**WHAT YOU WILL DO:** Locate the line containing "Task: mark each instance of the man's face" in the data below. Reproduce it and every following line up to the end, exactly as given.

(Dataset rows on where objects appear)
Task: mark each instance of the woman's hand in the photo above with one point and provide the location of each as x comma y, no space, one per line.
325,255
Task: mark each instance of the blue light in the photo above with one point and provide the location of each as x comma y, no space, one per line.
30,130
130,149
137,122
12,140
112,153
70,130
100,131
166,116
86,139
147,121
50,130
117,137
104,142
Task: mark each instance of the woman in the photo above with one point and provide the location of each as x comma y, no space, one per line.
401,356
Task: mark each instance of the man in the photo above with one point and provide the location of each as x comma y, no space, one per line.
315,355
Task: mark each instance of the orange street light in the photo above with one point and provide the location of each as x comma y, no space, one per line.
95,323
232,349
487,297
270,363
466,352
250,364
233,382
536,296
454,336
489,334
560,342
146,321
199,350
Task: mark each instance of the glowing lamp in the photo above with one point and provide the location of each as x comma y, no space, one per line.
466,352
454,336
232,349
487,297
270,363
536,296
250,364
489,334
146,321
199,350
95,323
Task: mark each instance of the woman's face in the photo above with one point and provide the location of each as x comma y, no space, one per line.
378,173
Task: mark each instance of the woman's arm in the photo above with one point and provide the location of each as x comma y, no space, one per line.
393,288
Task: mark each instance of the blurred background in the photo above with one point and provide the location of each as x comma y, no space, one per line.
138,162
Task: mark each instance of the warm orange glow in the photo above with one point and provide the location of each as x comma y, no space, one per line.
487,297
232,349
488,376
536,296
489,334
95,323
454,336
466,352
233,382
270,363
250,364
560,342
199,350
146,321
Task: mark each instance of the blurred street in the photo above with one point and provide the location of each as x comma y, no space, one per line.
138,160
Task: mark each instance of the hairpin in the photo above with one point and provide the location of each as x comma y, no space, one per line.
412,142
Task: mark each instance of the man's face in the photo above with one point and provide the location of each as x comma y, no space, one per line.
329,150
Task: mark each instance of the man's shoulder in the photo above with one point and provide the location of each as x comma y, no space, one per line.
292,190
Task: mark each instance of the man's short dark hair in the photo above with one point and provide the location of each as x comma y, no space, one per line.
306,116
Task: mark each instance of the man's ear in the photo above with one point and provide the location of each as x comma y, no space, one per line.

**RESPONSE:**
Task: mark each instance of the man's face in the photo above with one point and provide the location of each as x comma y, no space, one per line.
329,150
Task: mark each instance of the man's shoulder in the photo above with one point and provide the location of each as x comma y, no space, one per line.
292,190
Task: mark each instance of the man's short dark hair in the photo above with one point and provide the location of each as x comma y, no space, one per line.
306,116
Task: mark each instance of the man's ear in the photo above with one point and provide the location of each as x comma y, no space, one per line.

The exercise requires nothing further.